── Input
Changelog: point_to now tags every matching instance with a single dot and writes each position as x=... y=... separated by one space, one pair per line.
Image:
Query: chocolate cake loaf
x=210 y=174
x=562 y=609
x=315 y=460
────
Your objective.
Rename "Query" to "Search" throughout the listing above, keeping every other line the same.

Written solution.
Changelog: point_to now tags every matching instance with a single dot and writes each position as x=... y=... separated by one space, one pair per line.
Image:
Search: chocolate cake loaf
x=210 y=174
x=562 y=609
x=315 y=460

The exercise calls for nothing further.